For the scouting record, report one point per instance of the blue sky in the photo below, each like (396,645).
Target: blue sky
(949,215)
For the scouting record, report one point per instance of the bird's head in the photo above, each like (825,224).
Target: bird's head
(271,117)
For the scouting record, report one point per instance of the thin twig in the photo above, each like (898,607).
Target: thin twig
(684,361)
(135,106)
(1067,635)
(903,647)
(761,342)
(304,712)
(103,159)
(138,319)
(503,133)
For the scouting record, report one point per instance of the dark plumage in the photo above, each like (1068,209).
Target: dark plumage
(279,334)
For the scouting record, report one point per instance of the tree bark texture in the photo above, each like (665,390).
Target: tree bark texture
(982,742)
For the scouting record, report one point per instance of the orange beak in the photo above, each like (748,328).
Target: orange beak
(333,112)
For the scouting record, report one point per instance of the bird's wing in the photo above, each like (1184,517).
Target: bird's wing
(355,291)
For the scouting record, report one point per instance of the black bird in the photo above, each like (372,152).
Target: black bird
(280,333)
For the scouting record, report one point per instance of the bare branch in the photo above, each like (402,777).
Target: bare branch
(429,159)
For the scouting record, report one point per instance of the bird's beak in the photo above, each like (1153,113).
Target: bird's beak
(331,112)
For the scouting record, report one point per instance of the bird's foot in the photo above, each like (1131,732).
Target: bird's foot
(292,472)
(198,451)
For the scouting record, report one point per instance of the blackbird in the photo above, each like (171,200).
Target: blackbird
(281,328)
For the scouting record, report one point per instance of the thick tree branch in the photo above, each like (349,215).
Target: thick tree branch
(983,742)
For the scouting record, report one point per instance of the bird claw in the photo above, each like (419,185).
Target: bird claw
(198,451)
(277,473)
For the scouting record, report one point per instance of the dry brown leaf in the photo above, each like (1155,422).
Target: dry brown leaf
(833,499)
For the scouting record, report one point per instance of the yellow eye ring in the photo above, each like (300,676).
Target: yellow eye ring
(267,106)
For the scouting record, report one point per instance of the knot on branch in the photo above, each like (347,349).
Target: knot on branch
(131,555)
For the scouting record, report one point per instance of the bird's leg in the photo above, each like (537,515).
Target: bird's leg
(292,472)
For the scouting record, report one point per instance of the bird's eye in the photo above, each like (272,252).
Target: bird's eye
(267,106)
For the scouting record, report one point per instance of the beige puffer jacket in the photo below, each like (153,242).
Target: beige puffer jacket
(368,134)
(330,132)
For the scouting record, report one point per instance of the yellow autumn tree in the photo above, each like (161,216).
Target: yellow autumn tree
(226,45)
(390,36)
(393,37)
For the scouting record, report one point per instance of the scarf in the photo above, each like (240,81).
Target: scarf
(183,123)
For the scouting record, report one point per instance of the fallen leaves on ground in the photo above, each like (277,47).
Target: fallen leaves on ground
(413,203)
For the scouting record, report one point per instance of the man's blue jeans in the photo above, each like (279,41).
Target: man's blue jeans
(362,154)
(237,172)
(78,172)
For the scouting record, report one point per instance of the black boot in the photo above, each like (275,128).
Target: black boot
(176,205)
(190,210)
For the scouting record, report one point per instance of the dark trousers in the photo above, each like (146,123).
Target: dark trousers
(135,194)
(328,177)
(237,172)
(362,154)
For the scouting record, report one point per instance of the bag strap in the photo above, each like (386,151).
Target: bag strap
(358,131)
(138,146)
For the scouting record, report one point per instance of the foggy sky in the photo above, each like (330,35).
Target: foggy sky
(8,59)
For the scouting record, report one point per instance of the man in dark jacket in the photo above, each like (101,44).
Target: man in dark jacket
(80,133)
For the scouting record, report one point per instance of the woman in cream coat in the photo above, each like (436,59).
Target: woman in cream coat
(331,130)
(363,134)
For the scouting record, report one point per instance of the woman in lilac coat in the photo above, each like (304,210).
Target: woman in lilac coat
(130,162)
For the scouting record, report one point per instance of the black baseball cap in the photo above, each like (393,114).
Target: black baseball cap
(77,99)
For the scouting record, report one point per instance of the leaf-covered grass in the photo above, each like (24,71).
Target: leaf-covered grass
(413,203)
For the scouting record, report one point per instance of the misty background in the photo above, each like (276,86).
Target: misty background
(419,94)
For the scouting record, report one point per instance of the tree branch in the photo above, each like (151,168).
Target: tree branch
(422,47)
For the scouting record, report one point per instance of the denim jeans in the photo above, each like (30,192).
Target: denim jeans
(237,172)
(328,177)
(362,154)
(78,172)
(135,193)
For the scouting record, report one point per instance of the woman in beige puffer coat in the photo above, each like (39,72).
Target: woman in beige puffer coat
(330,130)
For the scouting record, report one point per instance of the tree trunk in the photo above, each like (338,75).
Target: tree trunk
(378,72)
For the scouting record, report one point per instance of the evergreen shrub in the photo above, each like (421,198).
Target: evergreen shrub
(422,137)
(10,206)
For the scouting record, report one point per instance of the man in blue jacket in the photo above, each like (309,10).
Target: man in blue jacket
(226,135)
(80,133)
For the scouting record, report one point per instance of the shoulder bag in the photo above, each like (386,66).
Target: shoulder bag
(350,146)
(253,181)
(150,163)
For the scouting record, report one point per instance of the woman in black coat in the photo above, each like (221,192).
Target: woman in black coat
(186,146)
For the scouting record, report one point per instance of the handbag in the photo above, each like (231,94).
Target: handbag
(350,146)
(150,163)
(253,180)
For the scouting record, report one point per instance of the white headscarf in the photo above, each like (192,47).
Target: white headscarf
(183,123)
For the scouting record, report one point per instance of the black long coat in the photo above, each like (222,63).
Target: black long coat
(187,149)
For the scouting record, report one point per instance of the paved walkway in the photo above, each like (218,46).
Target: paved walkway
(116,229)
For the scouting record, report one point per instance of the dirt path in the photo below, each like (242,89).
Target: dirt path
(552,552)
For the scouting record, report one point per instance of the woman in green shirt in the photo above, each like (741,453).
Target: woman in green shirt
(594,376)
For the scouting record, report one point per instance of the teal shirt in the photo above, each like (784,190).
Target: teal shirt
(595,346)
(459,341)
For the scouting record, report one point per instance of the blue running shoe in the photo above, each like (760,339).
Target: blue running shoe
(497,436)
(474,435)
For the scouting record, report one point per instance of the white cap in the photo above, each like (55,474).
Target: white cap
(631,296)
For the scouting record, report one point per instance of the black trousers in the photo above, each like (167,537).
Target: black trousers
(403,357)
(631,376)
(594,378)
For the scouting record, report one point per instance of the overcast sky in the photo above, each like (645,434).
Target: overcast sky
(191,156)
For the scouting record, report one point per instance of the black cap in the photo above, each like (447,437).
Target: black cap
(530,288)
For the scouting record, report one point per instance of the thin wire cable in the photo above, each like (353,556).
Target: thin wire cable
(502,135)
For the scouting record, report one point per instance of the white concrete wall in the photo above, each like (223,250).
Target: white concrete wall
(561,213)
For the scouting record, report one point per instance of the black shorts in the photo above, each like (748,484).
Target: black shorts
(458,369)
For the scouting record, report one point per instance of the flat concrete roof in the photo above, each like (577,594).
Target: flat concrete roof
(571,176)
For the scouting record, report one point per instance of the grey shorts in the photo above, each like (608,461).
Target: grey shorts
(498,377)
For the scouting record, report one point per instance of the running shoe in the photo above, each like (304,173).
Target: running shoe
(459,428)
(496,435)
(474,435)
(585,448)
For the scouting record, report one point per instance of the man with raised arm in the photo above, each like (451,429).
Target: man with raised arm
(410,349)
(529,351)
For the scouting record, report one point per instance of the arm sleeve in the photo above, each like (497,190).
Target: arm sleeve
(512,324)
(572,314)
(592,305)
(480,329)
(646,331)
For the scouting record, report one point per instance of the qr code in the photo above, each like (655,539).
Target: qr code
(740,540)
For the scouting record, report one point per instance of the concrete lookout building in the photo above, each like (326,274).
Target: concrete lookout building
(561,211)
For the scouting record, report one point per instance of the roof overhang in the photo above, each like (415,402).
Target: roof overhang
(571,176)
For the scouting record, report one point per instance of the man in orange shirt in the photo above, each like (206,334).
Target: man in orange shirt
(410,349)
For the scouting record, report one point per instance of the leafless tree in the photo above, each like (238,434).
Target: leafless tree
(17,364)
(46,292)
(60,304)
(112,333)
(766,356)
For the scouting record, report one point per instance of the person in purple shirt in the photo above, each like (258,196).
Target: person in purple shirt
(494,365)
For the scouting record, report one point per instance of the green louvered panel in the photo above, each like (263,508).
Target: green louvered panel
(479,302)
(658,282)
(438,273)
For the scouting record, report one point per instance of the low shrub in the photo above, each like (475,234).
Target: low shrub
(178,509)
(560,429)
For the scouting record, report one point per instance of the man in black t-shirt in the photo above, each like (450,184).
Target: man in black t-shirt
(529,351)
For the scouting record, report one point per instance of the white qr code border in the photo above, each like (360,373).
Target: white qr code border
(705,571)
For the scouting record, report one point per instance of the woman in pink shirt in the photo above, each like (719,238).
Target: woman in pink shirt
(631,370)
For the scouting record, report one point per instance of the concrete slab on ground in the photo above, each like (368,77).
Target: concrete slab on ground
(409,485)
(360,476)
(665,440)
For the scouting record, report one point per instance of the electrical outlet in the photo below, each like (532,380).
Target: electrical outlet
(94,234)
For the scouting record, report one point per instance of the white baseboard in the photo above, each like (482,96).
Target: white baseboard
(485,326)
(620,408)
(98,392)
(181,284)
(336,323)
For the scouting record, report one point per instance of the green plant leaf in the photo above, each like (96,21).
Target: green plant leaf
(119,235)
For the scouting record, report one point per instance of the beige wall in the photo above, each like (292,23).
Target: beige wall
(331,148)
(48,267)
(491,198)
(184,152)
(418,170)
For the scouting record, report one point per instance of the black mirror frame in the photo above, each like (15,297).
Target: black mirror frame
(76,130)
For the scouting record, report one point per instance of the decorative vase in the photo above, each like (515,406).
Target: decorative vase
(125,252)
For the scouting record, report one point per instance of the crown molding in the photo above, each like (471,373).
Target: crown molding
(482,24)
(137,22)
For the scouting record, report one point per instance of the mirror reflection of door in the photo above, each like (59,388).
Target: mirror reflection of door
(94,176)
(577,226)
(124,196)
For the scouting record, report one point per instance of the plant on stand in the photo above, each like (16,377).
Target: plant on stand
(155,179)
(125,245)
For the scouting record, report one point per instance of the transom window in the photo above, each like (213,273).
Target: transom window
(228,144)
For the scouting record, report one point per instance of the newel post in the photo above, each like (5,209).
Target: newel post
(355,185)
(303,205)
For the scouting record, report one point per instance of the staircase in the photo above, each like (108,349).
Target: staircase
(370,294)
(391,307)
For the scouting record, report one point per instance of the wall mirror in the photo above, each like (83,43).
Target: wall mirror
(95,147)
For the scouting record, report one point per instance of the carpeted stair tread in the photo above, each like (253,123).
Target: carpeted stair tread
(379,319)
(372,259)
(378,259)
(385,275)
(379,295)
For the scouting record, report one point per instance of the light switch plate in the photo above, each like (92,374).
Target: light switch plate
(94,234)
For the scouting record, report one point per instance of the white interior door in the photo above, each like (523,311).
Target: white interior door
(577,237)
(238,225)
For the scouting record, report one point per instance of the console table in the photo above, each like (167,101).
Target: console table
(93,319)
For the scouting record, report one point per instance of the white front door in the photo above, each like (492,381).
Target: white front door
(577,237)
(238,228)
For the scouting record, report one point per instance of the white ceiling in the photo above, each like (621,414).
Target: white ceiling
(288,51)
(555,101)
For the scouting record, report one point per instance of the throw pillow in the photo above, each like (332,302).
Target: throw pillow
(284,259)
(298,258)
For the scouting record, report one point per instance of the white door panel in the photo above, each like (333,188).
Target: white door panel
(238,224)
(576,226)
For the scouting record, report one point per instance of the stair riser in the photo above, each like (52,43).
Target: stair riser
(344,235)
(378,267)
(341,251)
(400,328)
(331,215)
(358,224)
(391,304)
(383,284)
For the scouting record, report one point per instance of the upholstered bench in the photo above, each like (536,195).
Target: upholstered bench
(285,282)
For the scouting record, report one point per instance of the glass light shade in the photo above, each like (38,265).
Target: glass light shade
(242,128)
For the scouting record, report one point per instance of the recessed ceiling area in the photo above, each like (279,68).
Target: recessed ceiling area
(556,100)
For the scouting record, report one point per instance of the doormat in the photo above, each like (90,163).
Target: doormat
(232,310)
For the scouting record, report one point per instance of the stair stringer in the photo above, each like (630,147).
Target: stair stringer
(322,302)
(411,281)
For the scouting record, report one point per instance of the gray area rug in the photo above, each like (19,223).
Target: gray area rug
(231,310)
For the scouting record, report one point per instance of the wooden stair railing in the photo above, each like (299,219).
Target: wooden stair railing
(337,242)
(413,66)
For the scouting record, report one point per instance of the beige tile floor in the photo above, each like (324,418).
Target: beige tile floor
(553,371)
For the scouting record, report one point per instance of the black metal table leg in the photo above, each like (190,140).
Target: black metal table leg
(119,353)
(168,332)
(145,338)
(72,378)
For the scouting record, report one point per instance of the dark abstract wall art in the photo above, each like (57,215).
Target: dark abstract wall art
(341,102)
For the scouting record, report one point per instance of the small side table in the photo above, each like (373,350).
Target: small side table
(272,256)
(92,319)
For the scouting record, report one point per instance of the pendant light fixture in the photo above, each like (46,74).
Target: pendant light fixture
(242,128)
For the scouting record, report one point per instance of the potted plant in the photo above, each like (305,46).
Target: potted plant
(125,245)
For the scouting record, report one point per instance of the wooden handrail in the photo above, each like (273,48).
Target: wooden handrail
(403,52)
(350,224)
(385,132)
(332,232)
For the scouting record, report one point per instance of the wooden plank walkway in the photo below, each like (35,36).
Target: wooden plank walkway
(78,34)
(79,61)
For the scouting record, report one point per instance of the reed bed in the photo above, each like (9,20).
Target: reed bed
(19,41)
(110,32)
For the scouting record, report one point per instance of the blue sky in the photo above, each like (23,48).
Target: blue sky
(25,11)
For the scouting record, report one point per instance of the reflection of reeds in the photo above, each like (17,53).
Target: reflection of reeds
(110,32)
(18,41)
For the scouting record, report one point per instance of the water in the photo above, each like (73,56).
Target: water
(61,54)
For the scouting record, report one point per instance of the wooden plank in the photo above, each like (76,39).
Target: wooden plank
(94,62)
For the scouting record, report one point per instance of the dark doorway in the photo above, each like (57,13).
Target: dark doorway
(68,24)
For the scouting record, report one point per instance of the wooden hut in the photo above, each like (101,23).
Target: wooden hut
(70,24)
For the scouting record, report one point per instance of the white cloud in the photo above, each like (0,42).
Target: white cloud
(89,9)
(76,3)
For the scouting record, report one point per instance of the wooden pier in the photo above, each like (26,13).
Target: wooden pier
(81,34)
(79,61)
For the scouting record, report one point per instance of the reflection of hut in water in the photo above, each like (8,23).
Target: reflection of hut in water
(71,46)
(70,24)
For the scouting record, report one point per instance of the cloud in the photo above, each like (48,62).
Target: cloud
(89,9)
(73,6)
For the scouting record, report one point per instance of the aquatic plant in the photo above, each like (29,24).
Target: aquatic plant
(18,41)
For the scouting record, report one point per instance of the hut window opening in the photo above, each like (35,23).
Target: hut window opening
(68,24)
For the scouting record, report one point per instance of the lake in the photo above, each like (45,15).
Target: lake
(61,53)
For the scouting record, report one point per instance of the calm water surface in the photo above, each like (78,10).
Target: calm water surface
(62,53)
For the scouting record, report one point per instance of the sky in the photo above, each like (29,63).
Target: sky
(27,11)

■ ■ ■ ■ ■ ■ ■

> Problem requirements: Find "each like (48,62)." in the data above, then repeat that line and all lines after it exactly, ending with the final line.

> Task output:
For the scouting record, report one point per instance of the cloud in the photo above, each like (48,62).
Target: cloud
(89,9)
(73,6)
For the scouting record, report one point per instance of the aquatic plant in the photo above, each like (29,24).
Target: aquatic plant
(18,41)
For the scouting record, report one point per instance of the hut window opening in the photo above, each like (35,23).
Target: hut window opening
(68,24)
For the scouting record, report one point per instance of the lake in the photo above, each like (45,15).
Target: lake
(61,53)
For the scouting record, report one point per instance of the calm water surface in the photo above, each like (78,10).
Target: calm water surface
(62,53)
For the scouting record, report one point per instance of the sky in the photo above, each like (29,63).
Target: sky
(27,11)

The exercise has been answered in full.